-- EXERCISE DETAILS --
Word for word, repeat the data; no picture should appear in the result.

-- TASK INPUT --
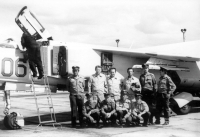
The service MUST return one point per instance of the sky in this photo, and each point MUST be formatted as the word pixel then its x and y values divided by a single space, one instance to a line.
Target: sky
pixel 136 23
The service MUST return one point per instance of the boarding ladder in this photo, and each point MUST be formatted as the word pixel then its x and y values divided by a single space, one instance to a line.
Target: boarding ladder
pixel 47 89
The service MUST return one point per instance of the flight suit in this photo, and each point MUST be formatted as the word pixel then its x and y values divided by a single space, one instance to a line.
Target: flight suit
pixel 132 86
pixel 114 87
pixel 108 107
pixel 139 108
pixel 149 89
pixel 75 86
pixel 92 107
pixel 33 50
pixel 97 84
pixel 165 88
pixel 122 109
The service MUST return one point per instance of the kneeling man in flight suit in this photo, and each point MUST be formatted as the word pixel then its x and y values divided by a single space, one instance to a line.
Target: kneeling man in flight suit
pixel 108 110
pixel 91 110
pixel 122 108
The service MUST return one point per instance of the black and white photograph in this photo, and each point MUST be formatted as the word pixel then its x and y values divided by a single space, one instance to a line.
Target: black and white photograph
pixel 99 68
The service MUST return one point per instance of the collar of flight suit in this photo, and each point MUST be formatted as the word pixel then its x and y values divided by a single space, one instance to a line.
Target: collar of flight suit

-- TASK OUTPUT --
The service MUST return one point per instance of the sky in this photo, and each point MUST be formatted as the word pixel then its x and y values divided by a single space, one instance to a line.
Target: sky
pixel 136 23
The service MUST return one point per instance of the boarding ladder in this photo, and each point MUST be formatted as the word pixel then its x and y values divided by a single space, one instance to a line.
Target: boarding ladder
pixel 47 89
The service MUST return one point per instance of the flight suit in this photo, and each point MUST be formatted as the word pixel then its x and y values divided by a single space, one instance to a line.
Target: flight suit
pixel 132 86
pixel 114 87
pixel 108 107
pixel 139 108
pixel 149 89
pixel 75 86
pixel 92 107
pixel 33 50
pixel 97 84
pixel 165 88
pixel 122 109
The service MUST return one point per instance of the kneeling man in flight suit in this photo, and each point MUST be formatted as the word pixel then its x and y values divided by a single space, one instance to a line.
Target: kneeling man in flight suit
pixel 108 110
pixel 91 110
pixel 122 108
The service MUST return one point per instance of the black and white photograph in this photo, and each point MUST be formatted as the word pixel then its x and y values divided by a single space, one instance to a line.
Target: black and white photograph
pixel 99 68
The service MUST return one point per instance of the collar of flight suit in this photo, and each point MUST be formatted as the word pixel then its x and y values divided by a single space, one instance to a line.
Target: collar of flight suit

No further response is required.